__TASK INSTRUCTIONS__
From the first line to the last, write out the data below exactly.

(Records excerpted from a collection)
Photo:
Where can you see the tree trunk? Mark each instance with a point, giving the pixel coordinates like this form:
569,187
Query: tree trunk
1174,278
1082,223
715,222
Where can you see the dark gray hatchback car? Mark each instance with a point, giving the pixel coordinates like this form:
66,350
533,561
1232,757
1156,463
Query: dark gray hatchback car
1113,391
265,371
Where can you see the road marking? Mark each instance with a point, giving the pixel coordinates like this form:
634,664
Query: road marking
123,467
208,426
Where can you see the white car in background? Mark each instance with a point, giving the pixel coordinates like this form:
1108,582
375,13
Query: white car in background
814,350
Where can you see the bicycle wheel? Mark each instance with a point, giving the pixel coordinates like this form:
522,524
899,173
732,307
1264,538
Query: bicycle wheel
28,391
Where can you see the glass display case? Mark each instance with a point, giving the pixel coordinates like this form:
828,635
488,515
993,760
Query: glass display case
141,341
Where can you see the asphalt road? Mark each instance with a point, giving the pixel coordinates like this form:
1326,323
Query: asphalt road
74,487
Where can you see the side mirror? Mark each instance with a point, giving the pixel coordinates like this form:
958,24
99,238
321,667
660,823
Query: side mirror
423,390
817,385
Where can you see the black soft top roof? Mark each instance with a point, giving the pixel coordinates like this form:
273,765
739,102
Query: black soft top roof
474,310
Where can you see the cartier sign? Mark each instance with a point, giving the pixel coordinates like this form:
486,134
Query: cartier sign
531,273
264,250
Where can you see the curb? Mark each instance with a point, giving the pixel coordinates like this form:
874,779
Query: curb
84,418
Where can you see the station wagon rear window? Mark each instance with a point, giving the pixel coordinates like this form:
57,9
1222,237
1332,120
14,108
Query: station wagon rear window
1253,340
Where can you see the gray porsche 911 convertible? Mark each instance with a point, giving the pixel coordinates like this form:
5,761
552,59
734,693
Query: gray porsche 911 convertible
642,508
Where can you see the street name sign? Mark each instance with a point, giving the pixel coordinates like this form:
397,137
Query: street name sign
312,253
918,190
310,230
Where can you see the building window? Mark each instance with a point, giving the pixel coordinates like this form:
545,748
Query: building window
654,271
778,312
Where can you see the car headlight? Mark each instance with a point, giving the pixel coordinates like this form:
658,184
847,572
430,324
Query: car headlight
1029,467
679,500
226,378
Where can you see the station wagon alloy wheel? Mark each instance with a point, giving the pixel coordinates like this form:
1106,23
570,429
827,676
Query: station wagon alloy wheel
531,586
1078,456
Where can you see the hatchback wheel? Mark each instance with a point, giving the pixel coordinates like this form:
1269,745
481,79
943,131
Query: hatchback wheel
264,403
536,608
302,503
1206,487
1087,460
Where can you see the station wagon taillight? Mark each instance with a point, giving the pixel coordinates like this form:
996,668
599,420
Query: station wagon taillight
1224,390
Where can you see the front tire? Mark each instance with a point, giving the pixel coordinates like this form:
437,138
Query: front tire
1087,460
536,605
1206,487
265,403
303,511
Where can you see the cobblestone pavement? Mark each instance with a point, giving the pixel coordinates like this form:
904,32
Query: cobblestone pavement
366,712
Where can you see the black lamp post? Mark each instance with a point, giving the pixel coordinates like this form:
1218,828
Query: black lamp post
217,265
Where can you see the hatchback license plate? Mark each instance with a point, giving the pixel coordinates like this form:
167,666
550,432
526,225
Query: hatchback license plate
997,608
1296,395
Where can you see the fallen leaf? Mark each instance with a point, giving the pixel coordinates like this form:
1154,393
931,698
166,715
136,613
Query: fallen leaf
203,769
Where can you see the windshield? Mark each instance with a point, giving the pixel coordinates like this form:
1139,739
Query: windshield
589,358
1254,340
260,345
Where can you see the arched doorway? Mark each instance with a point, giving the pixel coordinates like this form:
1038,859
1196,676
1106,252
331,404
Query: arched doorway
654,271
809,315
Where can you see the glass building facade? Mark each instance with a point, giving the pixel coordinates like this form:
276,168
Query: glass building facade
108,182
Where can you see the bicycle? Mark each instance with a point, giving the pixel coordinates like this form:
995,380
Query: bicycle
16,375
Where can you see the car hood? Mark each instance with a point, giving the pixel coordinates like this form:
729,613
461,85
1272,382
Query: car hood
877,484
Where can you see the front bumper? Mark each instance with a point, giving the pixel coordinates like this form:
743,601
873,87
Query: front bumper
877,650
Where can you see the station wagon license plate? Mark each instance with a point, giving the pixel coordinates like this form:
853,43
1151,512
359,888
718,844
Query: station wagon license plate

__ANSWER BELOW__
Photo:
Where can you see the tree trunk? Mark each instance with a point, giving the pixel coordinates like this form:
569,187
Query: tree trunk
1174,278
1082,223
715,222
Where can you see the dark gray hatchback car? Mark each instance with a point, giving the pixel coordinates like this form:
66,350
533,561
1232,757
1156,463
Query: dark gray hatchback car
1113,391
265,371
Where can you see the road marking? Mark each instance with a point, giving the pixel coordinates like this form:
634,664
Query: road marking
123,467
208,426
Where can you see the white car in background? Mark each instance with a point, giving the pixel coordinates like this form:
1108,582
375,13
Query: white car in background
814,350
Where can you see the bicycle wheel? Mark each instance with a point, giving the pixel coordinates like this form:
522,524
899,173
732,307
1264,538
Query: bicycle wheel
28,391
Where can you see the glass display case? Mark each instance with a point, giving the pixel coordinates like this form:
828,635
488,515
993,760
Query: glass display case
141,341
Where can you see the asphalt road? Mark each instance with a point, giving the pixel coordinates like this form:
1326,323
Query: asphalt road
74,487
Where can you see the side mirror? Mark each instance with a point, giving the pixel coordinates like this form:
958,24
99,238
321,667
660,823
Query: side mirror
423,390
817,385
Where can you see the black soft top roof? Mark each instance with a point, giving the pixel coordinates like this form:
273,765
739,102
Query: black soft top roof
474,310
Where can you see the cartier sign? Mark each instance with a point, giving the pixel coordinates like this form:
486,134
Query: cartier sign
531,273
264,250
Where can you see the curb? Mark each instance with a point, giving the pixel coordinates like this form:
874,779
Query: curb
84,418
Where can you see the station wagon rear window? Mark each instance with a point, giving the pixel coordinates like this form:
57,9
1222,237
1332,120
14,108
Query: station wagon rear window
1253,340
Where can you see the gray porsche 911 convertible? Mark each instance with a point, giving the pixel coordinates like this form:
5,761
552,59
734,693
Query: gray porsche 911 convertible
642,508
Where can you see the street name sign? Mark each instance with a point, giving the pixel coordinates like this form:
397,137
Query: street name sign
312,253
918,190
310,230
Where can you see the building window? Mark each instance with a point, giving the pixel coordinates like this form:
545,748
Query: building window
654,271
778,312
Where can you see the car headlight? Mark each instance with a point, giving the pixel coordinates like this form:
658,184
847,572
430,324
Query: car headlight
1029,467
679,500
226,378
Where can you see the station wagon alloy wheel? Mark each instance with a point, giving the pixel coordinates like this form:
1106,23
570,429
827,676
Query: station wagon alloy wheel
531,586
1078,456
Where can you see the hatchback wheel? Mark each instance with a point, giving the pixel coordinates like this form:
1269,745
481,79
943,131
Query: hatchback wheel
264,403
536,608
302,503
1206,487
1087,460
Where can you see the station wagon taillight? Mark each instance with a point, giving the pixel coordinates like this form:
996,668
599,420
Query: station wagon taillight
1224,390
Where can you see the front tire? Mark each instance with a point, giving the pixel coordinates like this form:
437,138
Query: front tire
1087,460
536,605
1206,487
265,403
303,511
Where can you see the cobblestone pavement? Mark each instance with a point, giving the pixel coordinates like this form:
904,32
Query: cobblestone pavement
366,712
Where can you see the black lamp post? Mark each instance with a point, giving the pixel coordinates like this form:
1218,828
Query: black lamp post
217,265
Where can you see the hatchback license plate? Mark each instance with a point, giving the pixel coordinates like this form:
167,666
550,432
526,225
Query: hatchback license plate
997,608
1296,395
Where can you see the fallen leaf? Mark each instance with a point, giving the pixel coordinates like this form:
1154,393
931,698
166,715
136,613
Query: fallen leaf
203,769
Where can you see the windshield? Mark each instance with a point, giving the pixel coordinates like this form:
1139,739
Query: windshield
589,358
1254,340
260,345
Where can you see the arched doorway? Mark each instance with a point, giving the pixel coordinates like this form:
1038,859
1196,676
1106,252
331,404
Query: arched doorway
654,271
809,315
Where can you see the glass building facade? Mark each instance with a point, giving the pixel coordinates like this form:
276,168
Query: glass building facade
108,182
Where can you see the bicycle? Mark each instance with a point, giving the pixel coordinates like this form:
995,380
Query: bicycle
16,375
Where can you see the car hood? Mark each instance with a point, giving the pixel coordinates like this form:
729,613
461,85
1272,382
Query: car hood
877,484
Where can you see the front bumper? Mark each instance with a point, giving the pixel coordinates like this form:
743,601
873,87
Query: front bumper
877,650
Where can you see the station wagon license plate? Mark each instance with a point, giving the pixel coordinates like this form:
853,43
1151,512
359,888
718,844
Query: station wagon license plate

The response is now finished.